- [WORK TO BE COMPLETED]:
Will you update the records, starting with the line with "dress in the photo above." and going on through the line with "(1113, 345)", so that "light blue" becomes "pale blue" and nothing else changes? Return only those lines.
***** EXCERPTED DATA *****
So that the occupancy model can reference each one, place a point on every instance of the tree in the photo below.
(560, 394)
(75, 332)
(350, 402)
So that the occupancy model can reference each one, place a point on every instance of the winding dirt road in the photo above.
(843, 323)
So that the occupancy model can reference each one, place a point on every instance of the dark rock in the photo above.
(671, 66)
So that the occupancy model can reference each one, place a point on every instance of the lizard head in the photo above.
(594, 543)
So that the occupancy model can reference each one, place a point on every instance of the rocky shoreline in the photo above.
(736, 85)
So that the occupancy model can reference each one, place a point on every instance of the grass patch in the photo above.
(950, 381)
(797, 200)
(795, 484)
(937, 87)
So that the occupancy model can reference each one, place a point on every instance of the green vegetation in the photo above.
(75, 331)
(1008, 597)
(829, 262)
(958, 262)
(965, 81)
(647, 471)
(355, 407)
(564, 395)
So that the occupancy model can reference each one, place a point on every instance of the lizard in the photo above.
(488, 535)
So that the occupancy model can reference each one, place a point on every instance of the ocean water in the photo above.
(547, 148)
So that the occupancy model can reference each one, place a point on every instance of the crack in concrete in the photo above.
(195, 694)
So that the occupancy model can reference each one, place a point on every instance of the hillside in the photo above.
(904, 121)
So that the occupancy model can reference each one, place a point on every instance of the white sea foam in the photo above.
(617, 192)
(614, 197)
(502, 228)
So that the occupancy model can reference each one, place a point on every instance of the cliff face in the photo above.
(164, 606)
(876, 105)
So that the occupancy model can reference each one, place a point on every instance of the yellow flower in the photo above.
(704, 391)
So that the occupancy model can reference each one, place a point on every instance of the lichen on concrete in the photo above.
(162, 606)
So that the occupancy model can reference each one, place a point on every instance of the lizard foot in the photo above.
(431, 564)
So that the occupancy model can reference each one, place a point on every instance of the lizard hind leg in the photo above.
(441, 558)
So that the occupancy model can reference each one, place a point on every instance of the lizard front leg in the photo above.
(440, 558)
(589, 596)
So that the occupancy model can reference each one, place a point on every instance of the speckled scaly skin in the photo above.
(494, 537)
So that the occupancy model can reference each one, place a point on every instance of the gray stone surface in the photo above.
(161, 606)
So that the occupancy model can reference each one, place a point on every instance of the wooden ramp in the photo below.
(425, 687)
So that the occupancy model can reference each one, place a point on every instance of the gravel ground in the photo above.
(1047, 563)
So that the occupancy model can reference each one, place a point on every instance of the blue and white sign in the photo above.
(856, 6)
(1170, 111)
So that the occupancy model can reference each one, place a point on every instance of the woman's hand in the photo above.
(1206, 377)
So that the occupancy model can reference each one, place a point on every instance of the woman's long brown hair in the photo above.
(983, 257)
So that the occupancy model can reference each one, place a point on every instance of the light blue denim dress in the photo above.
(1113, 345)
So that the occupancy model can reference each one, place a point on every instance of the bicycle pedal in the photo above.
*****
- [FINAL RESULT]:
So that the occupancy model can reference each one, place a point on every instance of the pale blue denim dress in the photo above.
(1113, 345)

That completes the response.